- TEXT PASSAGE
4

SOLUTION: I can have huge strings, then I have to reserve memory for them. Instead of use string I use char pointer in hash table and therefore I reserve the appropriate memory for my hash table keys.

PROBLEM:

I'm sorry if the question already made, but I could not find any answer that helped me.

I've the following code:

EDIT (the main loop of the problematic function for Valgrind)

i = 0;
wordPos = 0;
for (; it != end; ++it,i++){

    // I want to ignore this element on purpose
    if (i == 1) continue;

    bool isscript;
    string tag(it->tagName());

    convertToLower(tag);

     if (it->isTag()==1){
         if (tag=="script") isscript = true;
         else isscript = false;
     }


     if (it->isComment()==0 && it->isTag()==0 && isscript==0){

         wordlist.clear();

         tokenize(it->text(),wordlist);
         int ii = 0;
         vector<string>::iterator it_palavras = wordlist.begin();         

         vector<string>::iterator it_words = wordlist.begin();
         int ii = 0;
         while(ii<wordlist.size()){
            string word(wordlist[ii]);
            convertToLower(word);

            wordsPos++;

           if (voc.find(word) == voc.end()){
              voc[word] = countwords;

              voc_inv[countwords] = words;
              term_pos[countwords] = new vector<int>();
              term_pos[countwords]->push_back(wordpos);
              countwords++;
           }else{
              if (term_pos.find(voc[word]) == term_pos.end())

- ITEMS
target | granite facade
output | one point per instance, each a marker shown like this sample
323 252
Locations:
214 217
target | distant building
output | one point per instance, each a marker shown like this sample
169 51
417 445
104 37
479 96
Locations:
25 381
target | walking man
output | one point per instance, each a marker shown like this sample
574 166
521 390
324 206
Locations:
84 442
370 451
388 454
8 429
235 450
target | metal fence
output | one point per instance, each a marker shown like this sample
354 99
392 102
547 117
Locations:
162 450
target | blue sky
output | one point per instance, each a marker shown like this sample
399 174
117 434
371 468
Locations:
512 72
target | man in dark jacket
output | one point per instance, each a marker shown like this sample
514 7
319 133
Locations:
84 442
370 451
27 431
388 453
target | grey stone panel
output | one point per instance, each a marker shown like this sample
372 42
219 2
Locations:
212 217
...
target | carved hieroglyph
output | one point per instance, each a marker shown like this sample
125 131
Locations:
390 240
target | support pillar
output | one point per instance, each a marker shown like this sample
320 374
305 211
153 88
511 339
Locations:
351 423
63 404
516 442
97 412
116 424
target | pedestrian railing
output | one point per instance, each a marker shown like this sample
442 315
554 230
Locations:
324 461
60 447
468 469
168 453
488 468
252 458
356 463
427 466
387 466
...
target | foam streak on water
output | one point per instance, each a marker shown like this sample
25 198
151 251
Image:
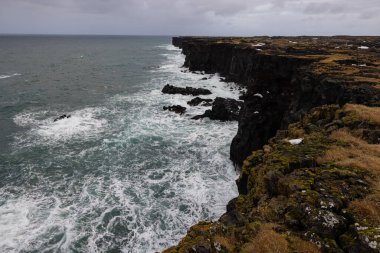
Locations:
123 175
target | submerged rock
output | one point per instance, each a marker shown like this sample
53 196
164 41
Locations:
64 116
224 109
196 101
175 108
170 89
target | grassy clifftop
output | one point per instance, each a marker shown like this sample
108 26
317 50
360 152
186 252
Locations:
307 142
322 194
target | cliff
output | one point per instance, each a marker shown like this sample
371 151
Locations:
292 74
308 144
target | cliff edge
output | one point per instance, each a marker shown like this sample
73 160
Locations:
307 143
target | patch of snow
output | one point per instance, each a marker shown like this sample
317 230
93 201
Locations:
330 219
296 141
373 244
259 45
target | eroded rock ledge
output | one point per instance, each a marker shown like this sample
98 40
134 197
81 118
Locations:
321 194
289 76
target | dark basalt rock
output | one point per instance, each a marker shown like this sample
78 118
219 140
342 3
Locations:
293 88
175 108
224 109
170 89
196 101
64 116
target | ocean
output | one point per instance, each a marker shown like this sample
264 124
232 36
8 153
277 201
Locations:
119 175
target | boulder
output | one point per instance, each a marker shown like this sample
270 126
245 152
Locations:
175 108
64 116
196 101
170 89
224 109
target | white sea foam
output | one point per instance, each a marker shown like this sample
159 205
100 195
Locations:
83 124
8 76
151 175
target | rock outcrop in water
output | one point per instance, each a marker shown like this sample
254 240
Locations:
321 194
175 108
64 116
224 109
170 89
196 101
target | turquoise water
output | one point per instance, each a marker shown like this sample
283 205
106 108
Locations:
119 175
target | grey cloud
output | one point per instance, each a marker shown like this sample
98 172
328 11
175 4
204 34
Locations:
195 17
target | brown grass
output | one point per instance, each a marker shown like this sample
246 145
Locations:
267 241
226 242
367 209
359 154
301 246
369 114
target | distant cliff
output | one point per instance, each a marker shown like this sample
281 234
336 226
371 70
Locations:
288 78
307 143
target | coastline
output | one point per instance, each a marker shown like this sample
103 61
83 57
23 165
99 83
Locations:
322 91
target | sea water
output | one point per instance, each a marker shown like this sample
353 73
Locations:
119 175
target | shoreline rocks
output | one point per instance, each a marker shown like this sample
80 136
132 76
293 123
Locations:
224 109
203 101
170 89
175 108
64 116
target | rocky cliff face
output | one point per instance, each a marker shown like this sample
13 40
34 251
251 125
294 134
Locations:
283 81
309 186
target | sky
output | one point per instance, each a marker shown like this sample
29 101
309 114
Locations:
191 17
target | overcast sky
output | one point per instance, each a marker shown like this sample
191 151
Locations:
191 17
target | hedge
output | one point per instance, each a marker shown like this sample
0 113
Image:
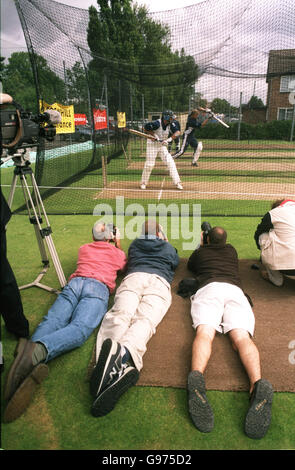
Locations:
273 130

- PROBLEM DETAILS
Copy word for word the stretch of the hash table post that begins at the words "wordsPos++;" and stops after "(term_pos.find(voc[word]) == term_pos.end())". Rely only on the hash table post; the material plays no part.

- EXERCISE ANSWER
wordsPos++;

           if (voc.find(word) == voc.end()){
              voc[word] = countwords;

              voc_inv[countwords] = words;
              term_pos[countwords] = new vector<int>();
              term_pos[countwords]->push_back(wordpos);
              countwords++;
           }else{
              if (term_pos.find(voc[word]) == term_pos.end())